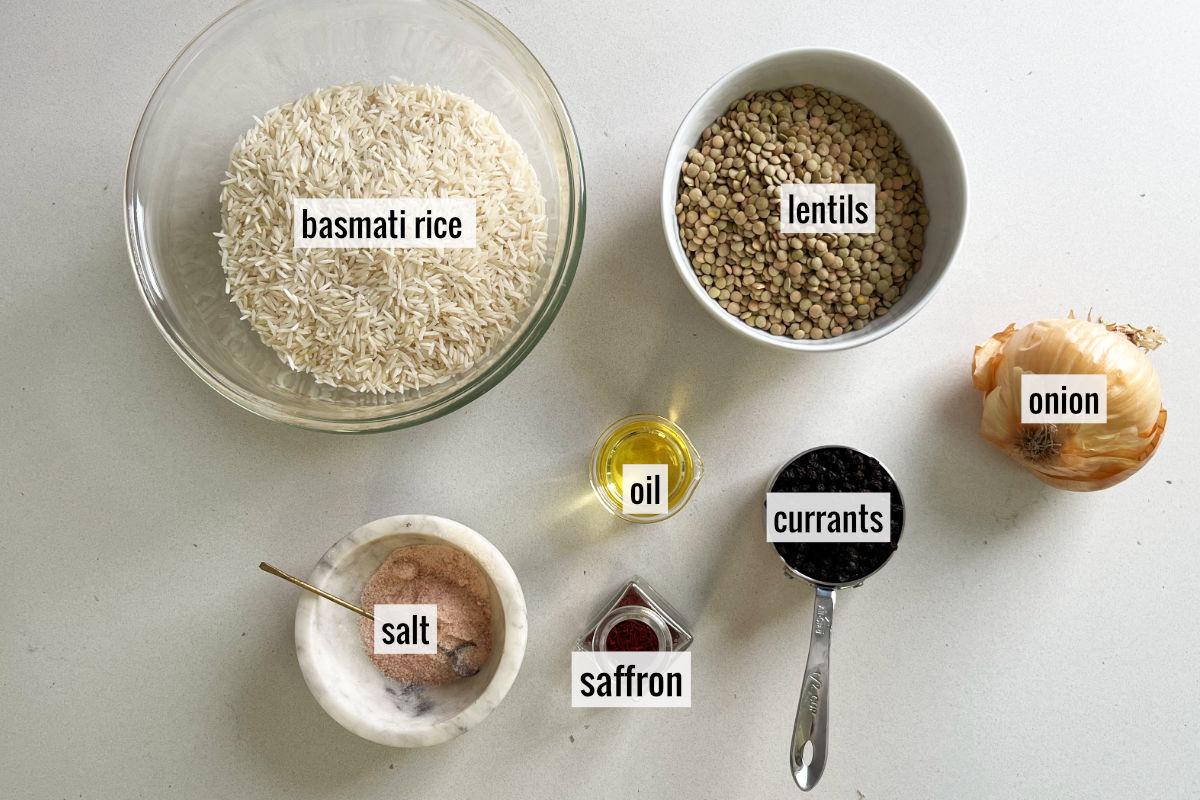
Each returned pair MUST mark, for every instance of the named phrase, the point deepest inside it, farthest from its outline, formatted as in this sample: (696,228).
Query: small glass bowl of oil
(645,439)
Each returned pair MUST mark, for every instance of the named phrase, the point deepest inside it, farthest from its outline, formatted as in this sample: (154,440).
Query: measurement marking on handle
(814,692)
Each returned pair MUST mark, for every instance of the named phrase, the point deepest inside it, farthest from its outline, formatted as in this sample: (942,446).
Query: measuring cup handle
(813,714)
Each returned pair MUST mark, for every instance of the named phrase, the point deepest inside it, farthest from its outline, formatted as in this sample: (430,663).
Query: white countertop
(1024,642)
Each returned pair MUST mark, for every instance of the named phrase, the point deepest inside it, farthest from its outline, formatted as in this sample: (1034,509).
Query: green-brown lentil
(803,286)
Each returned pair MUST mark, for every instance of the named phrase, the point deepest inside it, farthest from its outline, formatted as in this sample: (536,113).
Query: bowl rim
(574,224)
(508,589)
(879,328)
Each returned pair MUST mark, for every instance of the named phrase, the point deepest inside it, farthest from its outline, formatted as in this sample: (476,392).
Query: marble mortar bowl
(335,662)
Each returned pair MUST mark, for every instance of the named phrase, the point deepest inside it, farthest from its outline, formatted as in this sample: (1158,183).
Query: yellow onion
(1080,457)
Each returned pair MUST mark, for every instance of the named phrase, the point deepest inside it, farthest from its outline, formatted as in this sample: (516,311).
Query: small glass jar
(637,602)
(645,439)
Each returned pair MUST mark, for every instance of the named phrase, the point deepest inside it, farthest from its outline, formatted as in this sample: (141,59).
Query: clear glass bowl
(264,53)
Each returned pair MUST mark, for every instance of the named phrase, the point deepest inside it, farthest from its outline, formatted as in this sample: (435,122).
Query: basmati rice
(381,320)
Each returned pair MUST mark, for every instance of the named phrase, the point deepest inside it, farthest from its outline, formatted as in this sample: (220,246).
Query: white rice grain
(381,320)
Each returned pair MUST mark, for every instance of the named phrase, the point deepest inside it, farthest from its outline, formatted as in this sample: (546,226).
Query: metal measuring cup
(810,734)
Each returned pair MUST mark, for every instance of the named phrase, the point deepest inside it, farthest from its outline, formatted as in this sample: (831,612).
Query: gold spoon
(267,567)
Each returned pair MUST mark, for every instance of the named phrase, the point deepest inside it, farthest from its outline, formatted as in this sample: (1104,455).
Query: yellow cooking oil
(645,439)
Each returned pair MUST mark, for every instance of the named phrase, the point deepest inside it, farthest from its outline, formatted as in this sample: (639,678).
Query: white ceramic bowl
(922,128)
(335,662)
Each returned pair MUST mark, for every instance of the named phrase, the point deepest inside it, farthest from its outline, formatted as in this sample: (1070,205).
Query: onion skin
(1084,457)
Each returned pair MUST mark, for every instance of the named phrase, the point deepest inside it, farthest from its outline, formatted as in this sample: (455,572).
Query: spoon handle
(810,737)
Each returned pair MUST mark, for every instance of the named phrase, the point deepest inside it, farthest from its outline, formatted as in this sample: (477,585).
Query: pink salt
(450,579)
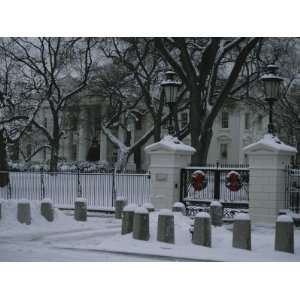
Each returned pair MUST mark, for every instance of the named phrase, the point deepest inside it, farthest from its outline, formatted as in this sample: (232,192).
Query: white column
(83,134)
(268,159)
(103,146)
(131,164)
(167,158)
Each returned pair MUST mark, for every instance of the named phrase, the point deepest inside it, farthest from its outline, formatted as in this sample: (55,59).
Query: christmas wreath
(199,180)
(233,181)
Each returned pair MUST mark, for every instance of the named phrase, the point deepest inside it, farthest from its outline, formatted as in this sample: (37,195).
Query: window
(225,119)
(184,119)
(74,152)
(247,121)
(259,122)
(138,123)
(223,151)
(44,154)
(28,150)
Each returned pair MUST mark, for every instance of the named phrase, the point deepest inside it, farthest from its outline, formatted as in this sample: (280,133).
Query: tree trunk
(55,145)
(200,157)
(157,129)
(4,175)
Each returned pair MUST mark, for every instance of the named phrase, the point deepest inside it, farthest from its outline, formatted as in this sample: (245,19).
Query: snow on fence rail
(64,187)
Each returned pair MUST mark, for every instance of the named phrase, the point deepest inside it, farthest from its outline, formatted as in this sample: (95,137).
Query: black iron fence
(100,189)
(292,191)
(227,183)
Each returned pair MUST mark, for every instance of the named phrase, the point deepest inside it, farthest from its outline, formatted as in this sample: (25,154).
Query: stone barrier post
(179,207)
(149,206)
(216,213)
(242,232)
(167,158)
(24,213)
(268,159)
(202,230)
(80,213)
(141,224)
(120,203)
(127,219)
(47,210)
(165,226)
(284,235)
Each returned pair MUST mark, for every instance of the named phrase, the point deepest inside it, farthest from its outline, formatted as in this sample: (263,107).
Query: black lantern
(272,84)
(170,87)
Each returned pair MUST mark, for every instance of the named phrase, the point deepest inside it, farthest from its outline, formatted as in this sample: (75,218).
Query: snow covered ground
(99,239)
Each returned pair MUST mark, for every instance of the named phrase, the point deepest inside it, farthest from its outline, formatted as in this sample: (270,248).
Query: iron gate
(99,189)
(216,189)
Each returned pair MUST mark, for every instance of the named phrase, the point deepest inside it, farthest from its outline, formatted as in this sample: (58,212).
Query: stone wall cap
(242,216)
(165,212)
(141,210)
(170,143)
(202,214)
(130,207)
(80,199)
(270,143)
(178,204)
(285,219)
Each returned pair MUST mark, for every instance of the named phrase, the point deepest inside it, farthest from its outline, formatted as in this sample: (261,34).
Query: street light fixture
(272,84)
(170,87)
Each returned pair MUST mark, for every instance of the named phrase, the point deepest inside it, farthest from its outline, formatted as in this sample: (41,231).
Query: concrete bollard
(80,213)
(47,209)
(24,213)
(179,207)
(127,219)
(284,235)
(149,206)
(241,231)
(141,224)
(165,227)
(216,213)
(120,203)
(202,229)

▶ **Exercise instructions**
Copy each line exactly, and leave the pictures out of your copy.

▶ **Worked solution**
Each returned pair MUST mark, for every instance of the named phrase, the point deepest inside it, farthest from its outline, formatted as in this sample: (696,228).
Query: small glass bowl of oil
(645,439)
Each returned pair MUST mark, for every instance of the named phrase, the point deepest inside it, farthest from its outline, formatted as in this sample: (154,440).
Query: measurement marking on handle
(814,692)
Each returned pair MUST mark, for every instance of the named phrase, the point deepest inside it, farthest from its outline, formatted as in this sample: (942,446).
Query: measuring cup handle
(813,714)
Each returned pair MUST mark, for every instance of the named phrase, the point deepest inside it, farthest from its outline, formatted as in this sample: (430,663).
Query: white countertop
(1024,642)
Each returned pair MUST mark, for every instance of the named phrase, the point deepest inside it, farthest from its outline, formatted as in this sample: (1034,509).
Query: green-brown lentil
(803,286)
Each returned pair MUST mark, for every instance of the named phrase, the point deepest inside it, farthest from its outline, formatted as in this sample: (536,113).
Query: bowl rim
(574,224)
(508,589)
(879,328)
Each returned pair MUST mark, for every instance of the named phrase, the point deepest inside it, farthest from its outline, formatted as in this sample: (476,392).
Query: marble mortar bowl
(335,662)
Each returned pair MUST mark, for every instance of the named phrase, the point deepest inside it, farthest from its outline, formatted as in this sample: (1158,183).
Query: yellow onion
(1080,457)
Each returned pair MUST mark, for every instance of the named phrase, the point deepest inside it, farthest from its outline, formatted as in this sample: (516,311).
Query: small glass jar
(637,602)
(645,439)
Each returned pair MUST mark, for every instance of the named phrase, the point deepest inside it, farthest from its outline, formatted as in this sample: (141,59).
Query: clear glass bowl
(264,53)
Each returned pair MUST mark, for every instance of the named phrase, the point deepest inside it, farthest from its outline, formatted as in this sample: (435,122).
Query: basmati rice
(381,320)
Each returned pair MUST mark, for every instance of the named phrase, the point deepest inside it, farthest from its outline, formatted as in this sample: (220,246).
Query: white rice grain
(381,320)
Each returned pair MUST mark, for every instance of the named phrase, the point deepest inside it, farthest from its outline, formatted as in this sample: (546,226).
Query: metal measuring cup
(810,734)
Each returned pair MUST mark, for every instance of the named phrase, the point deepest inside it, farthest from its outline, formatted as in this sample: (831,612).
Query: gold spoon
(267,567)
Each returned pair MUST mark, for every instance of the named phrase, the point deepest inside it, farthest from its outline, formatted as in this sample: (1104,455).
Query: yellow cooking oil
(645,439)
Each returned pair MUST mark, for every instance of the named phrase, the point deepest inside it, farthest from its outline, formatted as in this sample: (639,678).
Query: white ceramic bowl
(922,128)
(335,662)
Each returned pair MUST mark, for every instance of the named phrase, the point deepest inside it, farthest from its outline, formatted as in this sample: (1070,205).
Query: onion skin
(1084,457)
Each returned pair MUST mark, for every instance of the named phrase, the point deepest inside it, farthest from its outline, formatted as in this sample: (455,572).
Query: spoon handle
(810,737)
Each returned pair MUST mark, for every instance of the named phrase, the point deepest inside it, farthest from its outline, formatted as in this sample: (477,585).
Query: pink salt
(450,579)
Each returned pair MUST mark, for every instance of the named phrase, the point deepest inside it, farthest from its outline, formatted as in this sample: (232,192).
Query: white column
(83,134)
(268,159)
(103,146)
(131,164)
(167,158)
Each returned pair MUST mark, for every instance of the named phrase, the point deepest inside it, farthest from its outline, formatted as in this sample: (55,59).
Query: christmas wreath
(199,180)
(233,181)
Each returned pair MUST mark, for every instance of the named phrase, the point deepest inside it, farthest from its outline, formatted as in this sample: (37,195).
Query: window
(225,119)
(184,119)
(74,152)
(247,121)
(259,122)
(138,123)
(223,151)
(44,154)
(28,150)
Each returned pair MUST mark, for every instance of the named phrase, the point deepest inside it, farthest from its outline, formatted as in this sample: (280,133).
Query: tree trunk
(55,145)
(200,157)
(157,129)
(4,175)
Each returned pair MUST mark, for every instance of the named phrase, the point deepest inside it, farthest from its outline, formatted as in this sample: (245,19).
Query: snow on fence rail
(64,187)
Each returned pair MUST mark, for every instance of the named phrase, the point deepest inside it, farthest from its outline, formatted as in this sample: (95,137).
Query: black iron fence
(100,189)
(292,191)
(227,183)
Each returned pair MUST mark, for every instance of the named phrase, the point deepest inside it, farthest from its outline, formatted as in this sample: (25,154).
Query: stone barrier post
(179,207)
(149,206)
(216,213)
(242,232)
(167,158)
(24,213)
(268,159)
(202,230)
(80,213)
(141,224)
(120,203)
(127,219)
(47,210)
(165,226)
(284,235)
Each returned pair MUST mark, for every instance of the named phrase, the point deepest inside it, farthest from its outline, formatted as in this sample: (263,107).
Query: black lantern
(272,84)
(170,87)
Each returned pair MUST mark, for every instance of the named phrase, the point deepest inside it, farthest from its outline, formatted as in this sample: (75,218).
Query: snow covered ground
(99,239)
Each returned pair MUST mark, for every instance of the named phrase, the point deepest inside it, farthest from its outline, formatted as in this sample: (270,248).
Query: iron gate
(99,189)
(216,189)
Each returned pair MUST mark, for every instance of the named phrase, the point deepest inside it, farthest from its outline, formatted as in this sample: (58,212).
Query: stone wall cap
(242,216)
(165,212)
(141,210)
(170,143)
(202,214)
(130,207)
(80,199)
(270,143)
(178,204)
(285,219)
Each returned pair MUST mark, for every instance of the named phrase, the point deepest inside it, farthest from its outline, formatted as in this sample: (261,34).
Query: street light fixture
(272,84)
(170,87)
Each returned pair MUST mark, for every instance of the named phrase, the point deepest inside it, farthest from its outline, formatted as in this sample: (41,231).
Query: concrete bollard
(80,213)
(47,209)
(24,213)
(179,207)
(127,219)
(284,235)
(149,206)
(241,231)
(141,224)
(165,227)
(216,213)
(120,203)
(202,229)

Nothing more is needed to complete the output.